§ CONSIGNE
Recopiez sans modification le passage du texte sur l'économie marocaine en 2017 qui va de « Le Maroc a réalisé » à « 2017 devant le Souverain. », ces deux extrémités comprises.

§ TEXTE À LIRE
.....
Le Maroc a réalisé en 2017 quelques avancées, avec en particulier une relative amélioration de la croissance et des équilibres macroéconomiques… Toutefois, le rythme du progrès reste lent et les réalisations demeurent à la fois en deçà des attentes, fragiles et tributaires de facteurs exogènes, a précisé Abdeltif Jouahri, wali de Bank Al Maghrib (BAM) lors de sa présentation du rapport annuel de BAM au titre de 2017 devant le Souverain.
Bénéficiant d’un environnement globalement favorable et de bonnes conditions climatiques, l’économie nationale a connu une nette accélération de la croissance, passant de 1,1% à 4,1% en 2017, a-t-il indiqué. Et d’ajouter que la valeur ajoutée agricole a rebondi de 15,4%, tandis que les activités non agricoles ont poursuivi leur reprise bien qu’à un rythme toujours lent. Au niveau des finances publiques, le déficit s’est allégé à 3,6% du PIB. Néanmoins, l’investissement privé reste faible malgré les incitations accordées et l’effort de la dépense publique, sensée lui servir de levier. Par manque de visibilité, les opérateurs économiques semblent adopter un comportement d’attentisme, réduisant ainsi les chances d’une reprise rapide de la croissance. Aussi, l’inflation a marqué un net ralentissement, revenant à 0,7%. Cette décélération est attribuable exclusivement au recul des prix des produits alimentaires à des prix volatils sous l’effet d’une amélioration de l’offre. Voici quelques extraits du discours du Wali de Bank Al Maghrib devant le Souverain.
.....
§ DONNÉES FOURNIES
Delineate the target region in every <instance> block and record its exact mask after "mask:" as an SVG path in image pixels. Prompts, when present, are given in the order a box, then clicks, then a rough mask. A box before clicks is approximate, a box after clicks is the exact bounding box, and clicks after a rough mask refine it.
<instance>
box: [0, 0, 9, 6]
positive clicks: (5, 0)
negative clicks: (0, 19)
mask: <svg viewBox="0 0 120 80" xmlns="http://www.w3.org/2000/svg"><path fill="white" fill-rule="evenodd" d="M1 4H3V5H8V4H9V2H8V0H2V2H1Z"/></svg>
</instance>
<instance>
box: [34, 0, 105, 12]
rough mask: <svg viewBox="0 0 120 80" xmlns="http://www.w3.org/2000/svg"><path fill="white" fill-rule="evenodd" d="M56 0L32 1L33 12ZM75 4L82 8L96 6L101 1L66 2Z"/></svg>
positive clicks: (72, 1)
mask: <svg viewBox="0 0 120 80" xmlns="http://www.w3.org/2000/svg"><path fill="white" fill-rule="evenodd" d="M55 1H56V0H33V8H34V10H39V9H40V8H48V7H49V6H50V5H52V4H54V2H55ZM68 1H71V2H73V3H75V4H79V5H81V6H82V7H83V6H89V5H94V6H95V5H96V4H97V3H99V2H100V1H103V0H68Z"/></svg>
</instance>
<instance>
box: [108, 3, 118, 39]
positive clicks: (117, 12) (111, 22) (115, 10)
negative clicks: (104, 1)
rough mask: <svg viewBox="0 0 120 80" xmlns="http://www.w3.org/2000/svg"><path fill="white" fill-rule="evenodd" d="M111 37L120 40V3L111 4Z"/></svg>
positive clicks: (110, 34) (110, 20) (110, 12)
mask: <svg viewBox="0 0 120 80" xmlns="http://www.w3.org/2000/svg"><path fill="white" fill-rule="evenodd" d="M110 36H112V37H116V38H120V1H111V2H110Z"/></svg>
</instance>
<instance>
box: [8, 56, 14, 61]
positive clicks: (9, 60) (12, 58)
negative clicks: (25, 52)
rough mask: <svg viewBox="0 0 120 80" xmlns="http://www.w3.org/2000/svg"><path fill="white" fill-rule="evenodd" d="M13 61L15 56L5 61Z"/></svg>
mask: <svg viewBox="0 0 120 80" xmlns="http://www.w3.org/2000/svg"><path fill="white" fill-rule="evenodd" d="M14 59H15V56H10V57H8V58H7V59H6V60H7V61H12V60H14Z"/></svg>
.....
§ VOTRE SOLUTION
Le Maroc a réalisé en 2017 quelques avancées, avec en particulier une relative amélioration de la croissance et des équilibres macroéconomiques… Toutefois, le rythme du progrès reste lent et les réalisations demeurent à la fois en deçà des attentes, fragiles et tributaires de facteurs exogènes, a précisé Abdeltif Jouahri, wali de Bank Al Maghrib (BAM) lors de sa présentation du rapport annuel de BAM au titre de 2017 devant le Souverain.